[Object position labeling entries]
::::::::

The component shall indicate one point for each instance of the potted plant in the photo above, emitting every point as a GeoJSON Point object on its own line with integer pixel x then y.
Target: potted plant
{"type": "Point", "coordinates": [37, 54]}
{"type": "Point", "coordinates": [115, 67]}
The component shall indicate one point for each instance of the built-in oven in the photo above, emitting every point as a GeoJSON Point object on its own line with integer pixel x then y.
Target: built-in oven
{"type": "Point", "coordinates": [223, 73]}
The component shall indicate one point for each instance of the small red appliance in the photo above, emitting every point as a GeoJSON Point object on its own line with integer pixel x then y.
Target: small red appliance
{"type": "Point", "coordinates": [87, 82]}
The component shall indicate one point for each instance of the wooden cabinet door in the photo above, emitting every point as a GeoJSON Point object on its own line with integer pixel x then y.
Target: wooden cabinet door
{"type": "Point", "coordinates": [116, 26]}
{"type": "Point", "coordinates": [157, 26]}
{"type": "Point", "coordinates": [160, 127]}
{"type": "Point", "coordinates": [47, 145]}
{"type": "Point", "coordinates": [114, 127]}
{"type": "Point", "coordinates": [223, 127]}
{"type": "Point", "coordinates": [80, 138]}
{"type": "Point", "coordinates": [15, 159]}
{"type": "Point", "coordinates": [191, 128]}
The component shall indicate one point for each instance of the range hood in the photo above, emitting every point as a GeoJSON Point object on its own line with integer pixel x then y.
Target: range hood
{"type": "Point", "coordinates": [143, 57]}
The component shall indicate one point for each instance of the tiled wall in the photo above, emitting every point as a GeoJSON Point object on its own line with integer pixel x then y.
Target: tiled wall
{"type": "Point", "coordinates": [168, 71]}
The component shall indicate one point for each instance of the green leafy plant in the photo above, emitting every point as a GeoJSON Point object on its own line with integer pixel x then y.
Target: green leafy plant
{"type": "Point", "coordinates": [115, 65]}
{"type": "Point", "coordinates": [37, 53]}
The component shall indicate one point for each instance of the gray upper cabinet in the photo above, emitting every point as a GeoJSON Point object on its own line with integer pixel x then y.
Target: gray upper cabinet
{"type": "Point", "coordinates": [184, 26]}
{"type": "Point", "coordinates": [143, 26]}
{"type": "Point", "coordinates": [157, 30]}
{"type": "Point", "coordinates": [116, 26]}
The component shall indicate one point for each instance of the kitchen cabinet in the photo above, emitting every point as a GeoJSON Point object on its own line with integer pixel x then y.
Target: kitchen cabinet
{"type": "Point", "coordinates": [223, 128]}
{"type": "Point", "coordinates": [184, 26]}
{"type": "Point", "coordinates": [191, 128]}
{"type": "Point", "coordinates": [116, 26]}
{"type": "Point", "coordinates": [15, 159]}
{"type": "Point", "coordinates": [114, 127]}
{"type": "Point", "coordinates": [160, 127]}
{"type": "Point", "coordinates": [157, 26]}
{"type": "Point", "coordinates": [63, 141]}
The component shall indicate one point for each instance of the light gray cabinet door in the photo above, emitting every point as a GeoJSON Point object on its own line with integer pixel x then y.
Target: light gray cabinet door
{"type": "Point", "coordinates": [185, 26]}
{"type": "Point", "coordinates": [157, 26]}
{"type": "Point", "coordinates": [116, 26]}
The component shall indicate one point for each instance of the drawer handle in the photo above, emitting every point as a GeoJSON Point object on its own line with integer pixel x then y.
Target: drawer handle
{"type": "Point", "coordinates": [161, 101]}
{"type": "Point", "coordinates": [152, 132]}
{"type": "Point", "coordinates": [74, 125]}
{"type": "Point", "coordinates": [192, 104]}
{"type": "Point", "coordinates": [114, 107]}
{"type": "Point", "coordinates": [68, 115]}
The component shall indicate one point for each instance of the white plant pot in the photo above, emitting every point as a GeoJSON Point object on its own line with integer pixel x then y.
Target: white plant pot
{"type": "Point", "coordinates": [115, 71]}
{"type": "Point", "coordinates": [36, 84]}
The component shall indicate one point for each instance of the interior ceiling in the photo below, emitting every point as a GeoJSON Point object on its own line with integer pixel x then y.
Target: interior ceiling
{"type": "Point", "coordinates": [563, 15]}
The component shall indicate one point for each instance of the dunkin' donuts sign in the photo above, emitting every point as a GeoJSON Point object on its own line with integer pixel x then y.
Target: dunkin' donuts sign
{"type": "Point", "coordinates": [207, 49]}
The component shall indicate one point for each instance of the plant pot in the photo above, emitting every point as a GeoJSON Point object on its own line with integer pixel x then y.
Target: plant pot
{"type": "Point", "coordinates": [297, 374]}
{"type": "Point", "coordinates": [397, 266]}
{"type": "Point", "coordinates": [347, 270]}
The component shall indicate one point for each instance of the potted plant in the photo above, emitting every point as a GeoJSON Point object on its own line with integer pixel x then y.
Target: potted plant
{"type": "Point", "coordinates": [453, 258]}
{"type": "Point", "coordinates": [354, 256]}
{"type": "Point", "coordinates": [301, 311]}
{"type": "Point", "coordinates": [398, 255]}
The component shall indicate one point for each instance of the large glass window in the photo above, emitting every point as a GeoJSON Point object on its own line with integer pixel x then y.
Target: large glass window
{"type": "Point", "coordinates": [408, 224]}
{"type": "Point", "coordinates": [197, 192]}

::::::::

Your goal: Restate all of the entries above precisely.

Reply:
The component shall indicate one point for each instance of the potted plant in the photo above, emitting every point as a GeoJSON Point object on its own line with integer pixel x then y.
Target: potted plant
{"type": "Point", "coordinates": [37, 54]}
{"type": "Point", "coordinates": [115, 67]}
The component shall indicate one point for each instance of the built-in oven in the photo above, emitting every point as a GeoJSON Point object on its own line with integer pixel x then y.
Target: built-in oven
{"type": "Point", "coordinates": [223, 73]}
The component shall indicate one point for each instance of the small red appliance in the photo above, emitting every point as a GeoJSON Point object on its own line with integer pixel x then y.
Target: small red appliance
{"type": "Point", "coordinates": [87, 82]}
The component shall indicate one point for each instance of the wooden cabinet door in the photo above, emitting every point as a GeoJSON Point object on its own line with integer pixel x then y.
Target: wooden cabinet door
{"type": "Point", "coordinates": [116, 26]}
{"type": "Point", "coordinates": [157, 26]}
{"type": "Point", "coordinates": [160, 127]}
{"type": "Point", "coordinates": [47, 145]}
{"type": "Point", "coordinates": [114, 127]}
{"type": "Point", "coordinates": [223, 127]}
{"type": "Point", "coordinates": [80, 138]}
{"type": "Point", "coordinates": [15, 159]}
{"type": "Point", "coordinates": [191, 128]}
The component shall indicate one point for each instance of the range hood in the photo above, emitting every point as a GeoJSON Point object on its own line with integer pixel x then y.
Target: range hood
{"type": "Point", "coordinates": [143, 57]}
The component shall indicate one point for each instance of the tiled wall in the photo above, emitting every point as a GeoJSON Point object on its own line with integer pixel x then y.
Target: tiled wall
{"type": "Point", "coordinates": [168, 71]}
The component shall indicate one point for each instance of the green leafy plant in the photo above, emitting every point as a GeoJSON Point object on its own line with integer pixel x then y.
Target: green leafy plant
{"type": "Point", "coordinates": [115, 65]}
{"type": "Point", "coordinates": [37, 53]}
The component shall indicate one point for each instance of the gray upper cabinet in the photo above, emitting every point as a GeoJSON Point object on its own line with integer pixel x then y.
Target: gray upper cabinet
{"type": "Point", "coordinates": [184, 26]}
{"type": "Point", "coordinates": [143, 26]}
{"type": "Point", "coordinates": [157, 30]}
{"type": "Point", "coordinates": [116, 26]}
The component shall indicate one point for each instance of the kitchen cabinet in the photo above, emitting every point as a GeoJSON Point object on its own line with integer pixel x then y.
Target: kitchen cabinet
{"type": "Point", "coordinates": [223, 128]}
{"type": "Point", "coordinates": [184, 26]}
{"type": "Point", "coordinates": [191, 128]}
{"type": "Point", "coordinates": [116, 26]}
{"type": "Point", "coordinates": [15, 159]}
{"type": "Point", "coordinates": [114, 127]}
{"type": "Point", "coordinates": [160, 127]}
{"type": "Point", "coordinates": [157, 26]}
{"type": "Point", "coordinates": [63, 141]}
The component shall indicate one point for each instance of the light gray cabinet door in the photo above, emitting every point as a GeoJSON Point object on its own line with integer pixel x then y.
Target: light gray cabinet door
{"type": "Point", "coordinates": [185, 26]}
{"type": "Point", "coordinates": [157, 26]}
{"type": "Point", "coordinates": [116, 26]}
The component shall indicate one point for each instance of the drawer handle in the photo above, emitting every point as a GeoJSON Point object on its own line with integer pixel x then y.
Target: drawer handle
{"type": "Point", "coordinates": [161, 101]}
{"type": "Point", "coordinates": [152, 132]}
{"type": "Point", "coordinates": [74, 125]}
{"type": "Point", "coordinates": [192, 104]}
{"type": "Point", "coordinates": [114, 107]}
{"type": "Point", "coordinates": [68, 115]}
The component shall indicate one point for each instance of the white plant pot in the photo above, emitting every point as a GeoJSON Point object on its own line with integer pixel x then y.
Target: white plant pot
{"type": "Point", "coordinates": [115, 71]}
{"type": "Point", "coordinates": [36, 84]}
The component shall indicate one point for each instance of the interior ceiling in the photo below, emitting every point as a GeoJSON Point object on its own line with integer pixel x then y.
Target: interior ceiling
{"type": "Point", "coordinates": [563, 15]}
The component shall indicate one point for each instance of the dunkin' donuts sign in the photo above, emitting every point as a GeoJSON Point object on its own line with integer pixel x then y.
Target: dunkin' donuts sign
{"type": "Point", "coordinates": [207, 49]}
The component shall indicate one point for each instance of the plant pot in the photo above, emitting every point as a GeoJSON Point object on its own line with integer pixel x then y.
Target: plant pot
{"type": "Point", "coordinates": [297, 374]}
{"type": "Point", "coordinates": [397, 266]}
{"type": "Point", "coordinates": [347, 270]}
The component shall indicate one point for each instance of the potted plant in the photo above, emitting every point as a GeoJSON Point object on its own line with integer pixel x then y.
Target: potted plant
{"type": "Point", "coordinates": [453, 258]}
{"type": "Point", "coordinates": [354, 256]}
{"type": "Point", "coordinates": [301, 311]}
{"type": "Point", "coordinates": [398, 255]}
The component shall indicate one point for each instance of the large glass window in the photo above, emitting every point as a GeoJSON Point object on its own line with integer pixel x then y.
Target: large glass window
{"type": "Point", "coordinates": [408, 224]}
{"type": "Point", "coordinates": [197, 192]}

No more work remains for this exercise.